## WHAT TO PRODUCE
Can you switch "gray hiking pants" to "khaki hiking pants" in the data from the line with "Please indicate the gray" through the end, and return only those lines with everything else unchanged?
-- BEGIN RECORD EXCERPTS --
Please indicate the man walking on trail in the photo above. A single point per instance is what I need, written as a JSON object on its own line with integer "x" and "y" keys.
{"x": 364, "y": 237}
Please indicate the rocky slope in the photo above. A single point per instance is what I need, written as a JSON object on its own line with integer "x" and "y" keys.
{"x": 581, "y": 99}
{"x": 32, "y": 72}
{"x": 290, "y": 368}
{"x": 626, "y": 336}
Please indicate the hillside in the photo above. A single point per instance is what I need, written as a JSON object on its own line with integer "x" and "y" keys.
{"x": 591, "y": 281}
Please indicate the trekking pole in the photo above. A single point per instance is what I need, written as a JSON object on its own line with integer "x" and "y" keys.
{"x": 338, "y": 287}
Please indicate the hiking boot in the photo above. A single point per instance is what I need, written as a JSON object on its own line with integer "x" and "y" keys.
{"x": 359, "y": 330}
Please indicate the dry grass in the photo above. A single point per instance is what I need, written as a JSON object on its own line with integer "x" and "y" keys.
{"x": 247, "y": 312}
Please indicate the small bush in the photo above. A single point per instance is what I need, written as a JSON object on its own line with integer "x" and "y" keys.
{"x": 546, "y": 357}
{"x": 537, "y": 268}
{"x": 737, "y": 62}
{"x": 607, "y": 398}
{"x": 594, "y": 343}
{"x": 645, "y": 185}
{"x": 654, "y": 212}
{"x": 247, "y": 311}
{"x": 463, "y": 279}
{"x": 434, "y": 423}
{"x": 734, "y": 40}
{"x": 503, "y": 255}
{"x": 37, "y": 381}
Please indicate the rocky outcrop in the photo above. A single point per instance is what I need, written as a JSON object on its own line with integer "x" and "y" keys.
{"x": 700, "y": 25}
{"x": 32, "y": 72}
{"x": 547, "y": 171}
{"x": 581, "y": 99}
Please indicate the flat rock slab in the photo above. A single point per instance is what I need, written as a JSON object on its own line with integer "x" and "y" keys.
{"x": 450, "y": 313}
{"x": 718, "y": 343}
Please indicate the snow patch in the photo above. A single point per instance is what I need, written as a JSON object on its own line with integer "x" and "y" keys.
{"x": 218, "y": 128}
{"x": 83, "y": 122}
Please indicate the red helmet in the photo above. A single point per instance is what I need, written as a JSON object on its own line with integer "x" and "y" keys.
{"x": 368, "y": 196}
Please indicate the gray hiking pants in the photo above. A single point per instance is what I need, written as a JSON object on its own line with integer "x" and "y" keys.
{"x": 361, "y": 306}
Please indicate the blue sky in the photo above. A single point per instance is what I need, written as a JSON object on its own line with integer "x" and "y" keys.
-- END RECORD EXCERPTS --
## OUTPUT OF THE TASK
Please indicate the khaki hiking pants in the photo above. A single point per instance is what I need, written as a JSON object on its own line with integer "x" and "y" keys.
{"x": 361, "y": 306}
Please indicate the blue sky in the photo above. A single point per instance is what I need, written as a JSON object on its own line with integer "x" and "y" keys.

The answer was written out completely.